Material de etiquetado de regiones

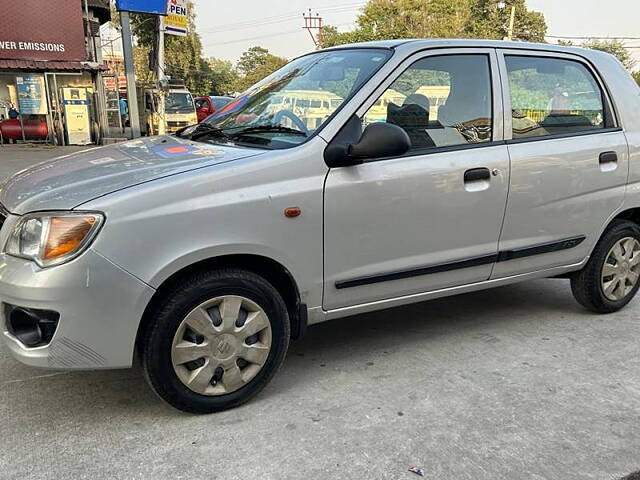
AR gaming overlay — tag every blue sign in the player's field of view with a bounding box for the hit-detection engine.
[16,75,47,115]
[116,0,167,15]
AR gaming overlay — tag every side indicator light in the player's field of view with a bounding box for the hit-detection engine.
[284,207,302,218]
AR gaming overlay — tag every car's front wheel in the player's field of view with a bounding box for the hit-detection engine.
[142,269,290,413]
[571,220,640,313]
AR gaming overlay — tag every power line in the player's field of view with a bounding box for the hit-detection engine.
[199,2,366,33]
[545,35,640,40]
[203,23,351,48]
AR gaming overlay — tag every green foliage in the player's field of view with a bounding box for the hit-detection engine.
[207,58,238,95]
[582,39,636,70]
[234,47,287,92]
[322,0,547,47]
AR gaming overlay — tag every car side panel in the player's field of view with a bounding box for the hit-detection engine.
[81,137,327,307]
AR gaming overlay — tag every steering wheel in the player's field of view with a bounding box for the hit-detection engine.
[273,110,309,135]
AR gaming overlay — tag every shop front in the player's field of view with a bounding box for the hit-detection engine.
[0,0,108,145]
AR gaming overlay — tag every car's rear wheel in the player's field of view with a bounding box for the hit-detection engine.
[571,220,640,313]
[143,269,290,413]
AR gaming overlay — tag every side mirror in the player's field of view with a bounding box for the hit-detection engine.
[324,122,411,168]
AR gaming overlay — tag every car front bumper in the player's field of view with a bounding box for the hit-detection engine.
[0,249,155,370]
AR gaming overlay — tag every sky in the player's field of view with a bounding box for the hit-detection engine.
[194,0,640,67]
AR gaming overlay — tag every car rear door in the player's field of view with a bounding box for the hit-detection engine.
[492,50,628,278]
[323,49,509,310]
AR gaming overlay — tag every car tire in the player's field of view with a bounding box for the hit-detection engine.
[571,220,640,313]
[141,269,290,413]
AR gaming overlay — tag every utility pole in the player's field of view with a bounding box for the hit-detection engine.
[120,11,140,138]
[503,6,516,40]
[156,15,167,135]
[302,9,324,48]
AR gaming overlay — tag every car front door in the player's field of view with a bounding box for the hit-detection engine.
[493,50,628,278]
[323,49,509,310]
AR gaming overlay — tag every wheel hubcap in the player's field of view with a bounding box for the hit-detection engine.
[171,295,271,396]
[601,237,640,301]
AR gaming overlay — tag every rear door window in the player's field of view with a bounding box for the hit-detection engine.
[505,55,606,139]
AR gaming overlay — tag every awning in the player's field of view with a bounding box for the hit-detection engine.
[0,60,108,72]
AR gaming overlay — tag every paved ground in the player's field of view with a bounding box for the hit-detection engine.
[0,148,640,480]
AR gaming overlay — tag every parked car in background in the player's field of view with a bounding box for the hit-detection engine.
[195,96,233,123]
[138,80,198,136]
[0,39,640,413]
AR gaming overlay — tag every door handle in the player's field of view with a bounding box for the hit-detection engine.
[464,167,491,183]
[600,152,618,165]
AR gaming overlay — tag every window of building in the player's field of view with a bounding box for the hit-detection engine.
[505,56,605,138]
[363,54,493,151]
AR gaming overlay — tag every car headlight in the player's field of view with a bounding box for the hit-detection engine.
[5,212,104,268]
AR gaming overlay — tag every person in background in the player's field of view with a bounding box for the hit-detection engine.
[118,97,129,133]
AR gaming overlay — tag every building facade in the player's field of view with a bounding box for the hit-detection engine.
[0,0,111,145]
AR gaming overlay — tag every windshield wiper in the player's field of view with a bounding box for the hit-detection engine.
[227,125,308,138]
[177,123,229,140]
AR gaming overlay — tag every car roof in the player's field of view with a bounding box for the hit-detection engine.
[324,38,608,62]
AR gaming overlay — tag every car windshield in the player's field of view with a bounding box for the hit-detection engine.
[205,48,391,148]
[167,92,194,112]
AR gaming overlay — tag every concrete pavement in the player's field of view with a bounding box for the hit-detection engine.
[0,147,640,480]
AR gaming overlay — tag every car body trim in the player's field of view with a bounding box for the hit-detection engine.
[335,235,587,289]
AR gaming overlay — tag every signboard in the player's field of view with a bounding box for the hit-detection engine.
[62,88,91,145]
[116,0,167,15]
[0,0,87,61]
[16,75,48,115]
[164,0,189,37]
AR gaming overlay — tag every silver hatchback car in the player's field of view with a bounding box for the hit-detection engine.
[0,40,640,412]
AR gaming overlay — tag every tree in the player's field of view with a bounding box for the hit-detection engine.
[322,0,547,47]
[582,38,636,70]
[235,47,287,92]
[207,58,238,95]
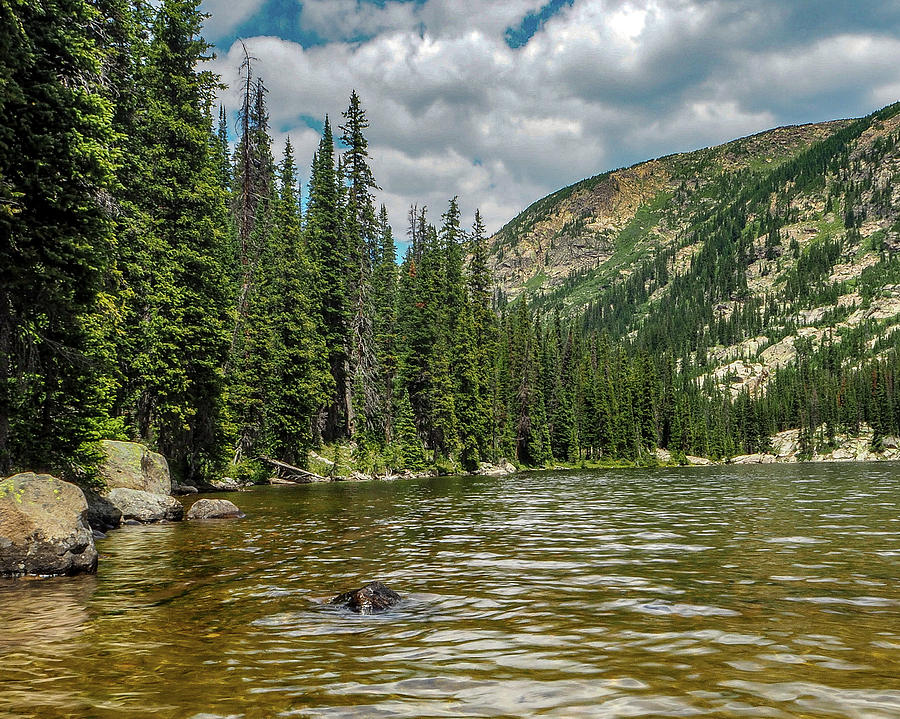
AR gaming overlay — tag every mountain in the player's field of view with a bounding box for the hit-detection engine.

...

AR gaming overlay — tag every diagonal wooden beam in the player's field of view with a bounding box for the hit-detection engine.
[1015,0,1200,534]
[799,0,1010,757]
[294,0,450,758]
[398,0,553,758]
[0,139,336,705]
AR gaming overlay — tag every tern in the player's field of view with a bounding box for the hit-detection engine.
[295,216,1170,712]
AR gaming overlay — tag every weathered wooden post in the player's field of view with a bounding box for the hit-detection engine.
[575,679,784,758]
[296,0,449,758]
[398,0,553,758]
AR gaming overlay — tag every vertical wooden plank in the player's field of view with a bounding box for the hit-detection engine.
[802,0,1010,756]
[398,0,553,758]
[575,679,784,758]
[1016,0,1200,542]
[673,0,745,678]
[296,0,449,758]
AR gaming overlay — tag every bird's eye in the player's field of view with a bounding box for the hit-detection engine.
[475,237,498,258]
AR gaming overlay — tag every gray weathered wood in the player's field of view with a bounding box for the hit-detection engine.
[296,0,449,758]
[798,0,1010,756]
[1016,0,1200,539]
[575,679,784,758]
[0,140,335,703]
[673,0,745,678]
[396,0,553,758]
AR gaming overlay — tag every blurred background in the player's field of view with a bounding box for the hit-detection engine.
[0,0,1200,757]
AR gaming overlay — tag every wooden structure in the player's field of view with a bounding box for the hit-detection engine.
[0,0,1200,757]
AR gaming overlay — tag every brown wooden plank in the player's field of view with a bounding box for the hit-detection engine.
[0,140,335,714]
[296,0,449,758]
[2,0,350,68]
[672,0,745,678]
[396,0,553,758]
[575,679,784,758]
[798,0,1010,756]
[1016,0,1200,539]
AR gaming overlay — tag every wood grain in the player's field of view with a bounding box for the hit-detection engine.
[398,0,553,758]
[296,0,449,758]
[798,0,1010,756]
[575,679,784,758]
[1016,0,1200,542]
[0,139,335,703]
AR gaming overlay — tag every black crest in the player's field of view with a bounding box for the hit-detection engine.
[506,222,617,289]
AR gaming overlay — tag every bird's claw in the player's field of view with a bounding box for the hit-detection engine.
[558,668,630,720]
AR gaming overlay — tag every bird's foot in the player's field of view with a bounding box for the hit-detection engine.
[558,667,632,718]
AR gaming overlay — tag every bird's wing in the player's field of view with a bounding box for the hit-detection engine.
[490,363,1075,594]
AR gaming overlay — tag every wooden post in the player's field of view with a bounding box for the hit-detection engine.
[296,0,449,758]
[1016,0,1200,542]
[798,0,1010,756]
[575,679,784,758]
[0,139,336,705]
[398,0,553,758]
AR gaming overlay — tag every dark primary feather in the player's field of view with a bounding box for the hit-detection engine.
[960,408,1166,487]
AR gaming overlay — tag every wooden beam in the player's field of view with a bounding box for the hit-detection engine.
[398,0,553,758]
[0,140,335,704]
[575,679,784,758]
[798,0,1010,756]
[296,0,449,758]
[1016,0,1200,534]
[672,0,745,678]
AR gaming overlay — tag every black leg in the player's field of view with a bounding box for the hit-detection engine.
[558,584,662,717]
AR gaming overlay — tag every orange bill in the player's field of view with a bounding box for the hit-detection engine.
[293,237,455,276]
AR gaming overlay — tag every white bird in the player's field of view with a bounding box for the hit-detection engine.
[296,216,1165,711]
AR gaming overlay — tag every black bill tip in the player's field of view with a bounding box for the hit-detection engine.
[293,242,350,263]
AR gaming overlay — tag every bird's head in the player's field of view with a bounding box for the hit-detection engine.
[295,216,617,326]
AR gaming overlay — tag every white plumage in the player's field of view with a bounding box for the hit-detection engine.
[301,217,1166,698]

* **Ejercicio propuesto**:
Por favor, vuelca en un CSV de dos columnas, "consulta" y "resultado", el material que empieza en la línea que contiene "AR gaming overlay — tag every car headlight" y termina en la que contiene "[0,0,111,145]", ambas incluidas. Pon una fila por cada texto con su respuesta, cada campo entre comillas y con los saltos de línea cambiados por espacios.

* **Solución completa**:
consulta,resultado
"AR gaming overlay — tag every car headlight in the player's field of view with a bounding box for the hit-detection engine.","[5,212,104,268]"
"AR gaming overlay — tag every person in background in the player's field of view with a bounding box for the hit-detection engine.","[118,97,129,133]"
"AR gaming overlay — tag every building facade in the player's field of view with a bounding box for the hit-detection engine.","[0,0,111,145]"